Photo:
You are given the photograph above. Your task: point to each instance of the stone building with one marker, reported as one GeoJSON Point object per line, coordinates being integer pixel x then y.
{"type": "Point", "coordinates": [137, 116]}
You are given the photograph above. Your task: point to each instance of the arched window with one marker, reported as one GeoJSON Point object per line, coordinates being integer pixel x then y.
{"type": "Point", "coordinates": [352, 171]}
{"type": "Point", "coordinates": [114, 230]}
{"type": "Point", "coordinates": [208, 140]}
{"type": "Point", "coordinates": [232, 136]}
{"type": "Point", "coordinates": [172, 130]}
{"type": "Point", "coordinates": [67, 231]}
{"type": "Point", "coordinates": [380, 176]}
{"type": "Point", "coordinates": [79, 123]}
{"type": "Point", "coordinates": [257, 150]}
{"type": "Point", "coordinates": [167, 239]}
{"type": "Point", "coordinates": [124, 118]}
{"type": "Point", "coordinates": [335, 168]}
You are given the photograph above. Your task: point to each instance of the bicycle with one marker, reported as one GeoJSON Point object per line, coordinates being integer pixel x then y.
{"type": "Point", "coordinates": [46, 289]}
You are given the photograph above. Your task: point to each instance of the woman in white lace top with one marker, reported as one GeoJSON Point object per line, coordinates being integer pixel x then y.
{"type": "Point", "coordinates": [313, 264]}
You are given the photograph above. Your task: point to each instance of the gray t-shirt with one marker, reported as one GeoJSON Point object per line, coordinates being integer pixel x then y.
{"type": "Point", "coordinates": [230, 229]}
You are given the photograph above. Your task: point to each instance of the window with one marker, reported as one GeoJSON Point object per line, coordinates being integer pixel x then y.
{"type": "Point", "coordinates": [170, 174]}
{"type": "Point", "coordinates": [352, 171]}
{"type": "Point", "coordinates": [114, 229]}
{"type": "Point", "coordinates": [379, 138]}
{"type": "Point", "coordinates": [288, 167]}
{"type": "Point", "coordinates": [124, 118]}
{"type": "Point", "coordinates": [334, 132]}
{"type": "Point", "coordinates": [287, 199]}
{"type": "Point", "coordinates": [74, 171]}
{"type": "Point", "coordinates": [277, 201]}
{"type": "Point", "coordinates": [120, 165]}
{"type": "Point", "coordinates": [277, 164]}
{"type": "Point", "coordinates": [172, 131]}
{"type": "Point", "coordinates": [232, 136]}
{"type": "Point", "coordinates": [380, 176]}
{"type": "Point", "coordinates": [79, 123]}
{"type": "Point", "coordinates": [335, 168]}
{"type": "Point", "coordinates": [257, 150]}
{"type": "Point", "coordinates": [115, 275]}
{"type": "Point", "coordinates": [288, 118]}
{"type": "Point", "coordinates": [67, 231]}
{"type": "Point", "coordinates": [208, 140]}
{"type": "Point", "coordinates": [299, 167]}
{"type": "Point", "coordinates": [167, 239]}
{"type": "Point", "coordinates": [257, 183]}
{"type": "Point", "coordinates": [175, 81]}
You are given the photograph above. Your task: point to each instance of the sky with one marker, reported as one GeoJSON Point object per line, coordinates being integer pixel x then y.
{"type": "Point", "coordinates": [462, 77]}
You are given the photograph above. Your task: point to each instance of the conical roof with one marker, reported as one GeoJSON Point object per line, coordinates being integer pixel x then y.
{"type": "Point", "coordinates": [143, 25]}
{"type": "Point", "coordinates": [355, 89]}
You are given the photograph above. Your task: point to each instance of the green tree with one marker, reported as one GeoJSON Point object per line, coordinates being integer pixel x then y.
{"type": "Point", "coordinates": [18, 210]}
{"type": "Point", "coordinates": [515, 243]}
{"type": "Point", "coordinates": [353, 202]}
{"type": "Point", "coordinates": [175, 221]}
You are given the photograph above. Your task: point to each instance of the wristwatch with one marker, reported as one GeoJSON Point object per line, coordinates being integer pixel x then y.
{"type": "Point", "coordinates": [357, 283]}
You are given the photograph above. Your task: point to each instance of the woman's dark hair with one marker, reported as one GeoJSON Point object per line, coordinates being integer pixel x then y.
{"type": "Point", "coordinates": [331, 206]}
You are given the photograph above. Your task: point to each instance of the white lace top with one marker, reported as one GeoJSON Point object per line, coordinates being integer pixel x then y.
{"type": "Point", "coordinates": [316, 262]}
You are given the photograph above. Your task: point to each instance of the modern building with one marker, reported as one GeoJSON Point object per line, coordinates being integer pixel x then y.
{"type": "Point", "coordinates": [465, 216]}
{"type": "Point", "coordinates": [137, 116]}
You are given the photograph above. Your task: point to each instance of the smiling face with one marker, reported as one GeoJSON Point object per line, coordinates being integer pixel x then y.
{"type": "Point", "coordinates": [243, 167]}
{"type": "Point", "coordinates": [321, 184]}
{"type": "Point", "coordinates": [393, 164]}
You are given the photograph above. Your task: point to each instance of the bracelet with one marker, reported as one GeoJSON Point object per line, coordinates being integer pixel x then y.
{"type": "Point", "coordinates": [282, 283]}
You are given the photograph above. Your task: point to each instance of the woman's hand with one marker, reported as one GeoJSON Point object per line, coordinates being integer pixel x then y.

+---+

_Given problem_
Give the records above again, word for word.

_Result_
Photo:
You are given the photograph above. Your task: point to each instance of the stone building with one marker, reported as one GeoJSON Point object per line, coordinates being integer pixel x then y.
{"type": "Point", "coordinates": [137, 116]}
You are given the photograph above. Your task: point to each instance of the arched window with one marker, reported as one GeoJSON Point object per line, coordinates being integer pixel x then y.
{"type": "Point", "coordinates": [352, 171]}
{"type": "Point", "coordinates": [114, 230]}
{"type": "Point", "coordinates": [208, 140]}
{"type": "Point", "coordinates": [232, 136]}
{"type": "Point", "coordinates": [172, 130]}
{"type": "Point", "coordinates": [67, 231]}
{"type": "Point", "coordinates": [380, 176]}
{"type": "Point", "coordinates": [79, 123]}
{"type": "Point", "coordinates": [257, 150]}
{"type": "Point", "coordinates": [167, 239]}
{"type": "Point", "coordinates": [124, 118]}
{"type": "Point", "coordinates": [335, 168]}
You are given the photograph above. Your task: point to each instance of the bicycle with one marker, reported as one GeoJSON Point object per line, coordinates being integer pixel x then y.
{"type": "Point", "coordinates": [46, 289]}
You are given the photograph above. Your task: point to each instance of the woman in white lace top with one marker, reported as one GeoJSON Point object per line, coordinates being integer pixel x then y.
{"type": "Point", "coordinates": [313, 264]}
You are given the photograph above. Your task: point to each instance of the gray t-shirt with one marker, reported as one GeoJSON Point object per line, coordinates being integer pixel x then y.
{"type": "Point", "coordinates": [230, 229]}
You are given the photograph above. Your task: point to each instance of the window with one marker, reported as one GeoJSON Point object per line, coordinates being integer pixel x then y.
{"type": "Point", "coordinates": [170, 174]}
{"type": "Point", "coordinates": [352, 171]}
{"type": "Point", "coordinates": [114, 229]}
{"type": "Point", "coordinates": [379, 138]}
{"type": "Point", "coordinates": [288, 167]}
{"type": "Point", "coordinates": [124, 118]}
{"type": "Point", "coordinates": [334, 132]}
{"type": "Point", "coordinates": [287, 199]}
{"type": "Point", "coordinates": [74, 171]}
{"type": "Point", "coordinates": [277, 201]}
{"type": "Point", "coordinates": [120, 165]}
{"type": "Point", "coordinates": [277, 164]}
{"type": "Point", "coordinates": [172, 131]}
{"type": "Point", "coordinates": [232, 136]}
{"type": "Point", "coordinates": [380, 176]}
{"type": "Point", "coordinates": [79, 123]}
{"type": "Point", "coordinates": [335, 168]}
{"type": "Point", "coordinates": [257, 150]}
{"type": "Point", "coordinates": [115, 275]}
{"type": "Point", "coordinates": [288, 118]}
{"type": "Point", "coordinates": [67, 231]}
{"type": "Point", "coordinates": [208, 140]}
{"type": "Point", "coordinates": [299, 167]}
{"type": "Point", "coordinates": [167, 239]}
{"type": "Point", "coordinates": [257, 183]}
{"type": "Point", "coordinates": [175, 81]}
You are given the photograph above. Your task: point to each instance of the sky with one marker, reported as one GeoJSON Point object per line, coordinates being integer pixel x then y.
{"type": "Point", "coordinates": [462, 77]}
You are given the photograph above. Your task: point to each instance of the conical roof with one marker, reported as one GeoJSON Point object per line, coordinates being integer pixel x then y.
{"type": "Point", "coordinates": [143, 25]}
{"type": "Point", "coordinates": [355, 89]}
You are given the photograph above. Your task: point to each instance of the green tree with one marker, reported as one GeoJSON Point object per line, coordinates being integer pixel x then y.
{"type": "Point", "coordinates": [18, 210]}
{"type": "Point", "coordinates": [515, 243]}
{"type": "Point", "coordinates": [353, 202]}
{"type": "Point", "coordinates": [175, 221]}
You are given the photograph above. Your task: point to each instance of the wristwatch with one marker, reported as one GeoJSON Point object per line, coordinates being integer pixel x then y.
{"type": "Point", "coordinates": [357, 283]}
You are given the photograph above. Your task: point to each instance of the woman's dark hair with one marker, reported as one GeoJSON Point object per line, coordinates being integer pixel x then y.
{"type": "Point", "coordinates": [331, 206]}
You are given the photograph above. Your task: point to each instance of the white lace top with one marker, reported as one GeoJSON Point object per line, coordinates being integer pixel x then y.
{"type": "Point", "coordinates": [316, 262]}
You are given the photograph above. Your task: point to each instance of the modern building with one marker, reported as one GeoJSON Point object per line, coordinates being integer pixel x then y.
{"type": "Point", "coordinates": [465, 216]}
{"type": "Point", "coordinates": [137, 116]}
You are given the photograph above. Your task: point to each instance of the smiling face with one marker, reported as one GeoJSON Point object per line, coordinates being integer pixel x then y.
{"type": "Point", "coordinates": [243, 167]}
{"type": "Point", "coordinates": [321, 184]}
{"type": "Point", "coordinates": [393, 164]}
You are given the photograph above. Your task: point to each instance of the bracelet with one marker, reported as one GeoJSON Point object per line, coordinates being integer pixel x then y.
{"type": "Point", "coordinates": [282, 283]}
You are given the photograph above. Your task: point to each instance of the woman's hand with one marker, reported as one GeoJSON Point object per line, coordinates being integer pixel x then y.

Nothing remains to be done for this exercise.